Flicken statt Entsorgen: Stadt will bis 2026 Reparaturbons

Die Stadt plant in einem Pilotprojekt Reparaturcoupons einzuführen. Damit will sie die Kreislaufwirtschaft in Zürich weiter fördern und die Abfallmenge senken.

Kreislaufwirtschaft Stadt Zürich Kampagne
Am Berninaplatz und in der ganzen Stadt ruft zurzeit eine Kampagne des Umwelt- und Gesundheitsschutzes Zürich zum Thema Kreislaufwirtschaft auf. (Bild: Nina Graf)

Abfall ist in Zürich ein emotionales Thema. Das haben wir erst jüngst gesehen, als der Stadtrat verkündete, dass er die Entsorgungscoupons abschaffen will und daraufhin eine bewegte Debatte in den Kommentarspalten und im Gemeinderat entbrannt ist. (Aktueller Zwischenstand: Eine Mehrheit aus SVP-Mitte und AL haben im Gemeinderat dafür gestimmt, die Bons – zumindest in einer Übergangsphase - zu behalten.)

Auf den ersten Blick irritierend: Ausgerechnet die Grünen sprachen sich am lautesten für die Abschaffung der Marken in der Recyclinganlage aus.

_DIE AUFGABE_:
Führe den Artikel über die geplanten Reparaturbons der Stadt Zürich weiter und setze direkt nach seinem letzten Satz an.

_DATENSÄTZE_:

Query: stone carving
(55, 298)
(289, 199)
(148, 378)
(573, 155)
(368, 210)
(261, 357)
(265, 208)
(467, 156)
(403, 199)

_ERGEBNIS DER ÜBUNG_:
Zürich will Reparaturen fördern

Überhaupt nicht irritierend findet das der grüne Gemeinderat Dominik Waser: «Das aktuelle System schafft einen völlig falschen Anreiz.» Er führt aus: «Wir schmücken uns als Stadt mit Nachhaltigkeitszielen, dem Label Circular City, sagen dann aber den Menschen, dass sie bis 400 Kilogramm pro Jahr und Haushalt gratis entsorgen können. Diese ganze Debatte hat gezeigt, dass unser Verständnis für Kreislaufwirtschaft und ein schonender Umgang mit Ressourcen noch nirgends ist.» Der Entscheid von Simone Brander (SP), Vorsteherin Tiefbau- und Entsorgungsdepartement, die Coupons abzuschaffen, sei deswegen richtig gewesen, meint Waser.

Doch die Stadt will nicht nur alte Ansätze abschaffen, sie will auch neue Wege ausprobieren: Derzeit plant Entsorgung und Recycling Zürich (ERZ) ein Pilotprojekt zur Reparaturförderung. Als Teil davon sollen versuchsweise – ähnlich wie Entsorgungsmarken – Reparaturcoupons verteilt werden sollen.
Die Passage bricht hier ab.